STORED RECORDS —
+ + + + + + +

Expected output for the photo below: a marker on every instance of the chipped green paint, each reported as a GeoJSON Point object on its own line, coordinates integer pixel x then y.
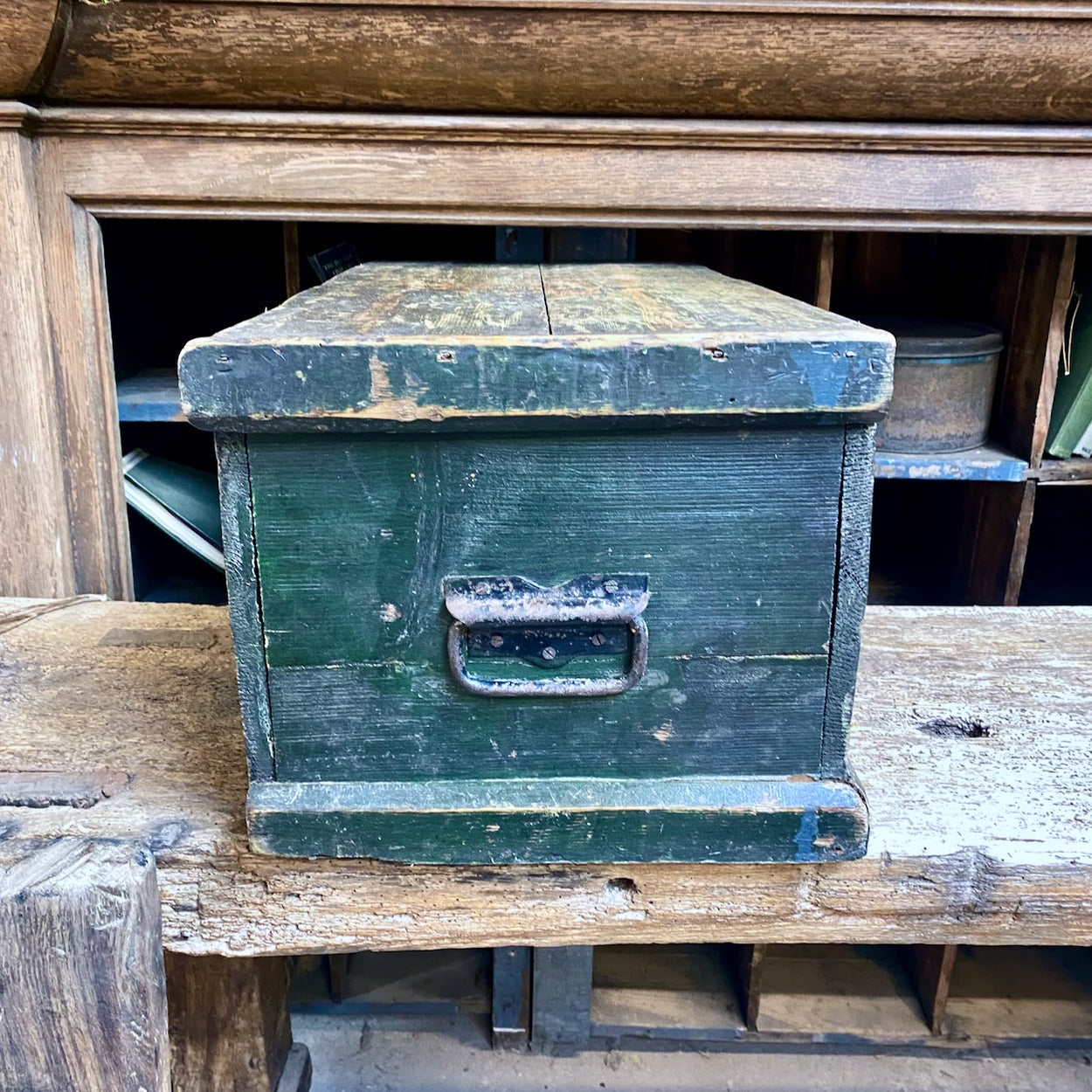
{"type": "Point", "coordinates": [706, 435]}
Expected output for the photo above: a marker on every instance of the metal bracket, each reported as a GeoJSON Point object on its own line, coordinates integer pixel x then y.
{"type": "Point", "coordinates": [505, 616]}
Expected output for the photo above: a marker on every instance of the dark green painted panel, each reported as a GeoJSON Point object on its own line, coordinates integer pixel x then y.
{"type": "Point", "coordinates": [577, 820]}
{"type": "Point", "coordinates": [355, 537]}
{"type": "Point", "coordinates": [735, 529]}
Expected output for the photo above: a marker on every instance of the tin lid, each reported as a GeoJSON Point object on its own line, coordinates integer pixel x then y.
{"type": "Point", "coordinates": [925, 339]}
{"type": "Point", "coordinates": [391, 346]}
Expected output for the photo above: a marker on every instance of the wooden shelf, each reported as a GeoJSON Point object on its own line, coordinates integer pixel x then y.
{"type": "Point", "coordinates": [987, 463]}
{"type": "Point", "coordinates": [1062, 471]}
{"type": "Point", "coordinates": [149, 396]}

+ + + + + + +

TASK TO CARRY OUT —
Set out all of the material above as a numbered list, one item per line, skipping any blank lines and leaving out the pictures.

FINISHED ANSWER —
1. Expected output for the photo below: a marker on every instance of the chipped green paint, each reported as a GeoJSON Point object on its own line, coordinates integer pixel x then y.
2. {"type": "Point", "coordinates": [706, 435]}
3. Expected output for the photo above: a marker on every instance of the metal bracket, each reported as a GeoJSON Point object on its own line, coordinates integer pixel x then y.
4. {"type": "Point", "coordinates": [505, 616]}
5. Expected output for the photo above: a marker on every instance of the dark green painted panel, each reported as a GeoJSON Point object on its own line, coordinates integer pixel x then y.
6. {"type": "Point", "coordinates": [577, 820]}
7. {"type": "Point", "coordinates": [355, 537]}
8. {"type": "Point", "coordinates": [735, 529]}
9. Expected output for the photo above: a marker on every instance of the tin lid, each reported as a GeoJSON Point object on its own line, coordinates integer pixel x then y.
10. {"type": "Point", "coordinates": [925, 339]}
11. {"type": "Point", "coordinates": [391, 346]}
12. Expected output for the photo above: a marker on every instance of the wooden shelf, each reported as a GeoJSON Point object on its own line, coordinates integer pixel x then y.
13. {"type": "Point", "coordinates": [987, 463]}
14. {"type": "Point", "coordinates": [1062, 471]}
15. {"type": "Point", "coordinates": [149, 396]}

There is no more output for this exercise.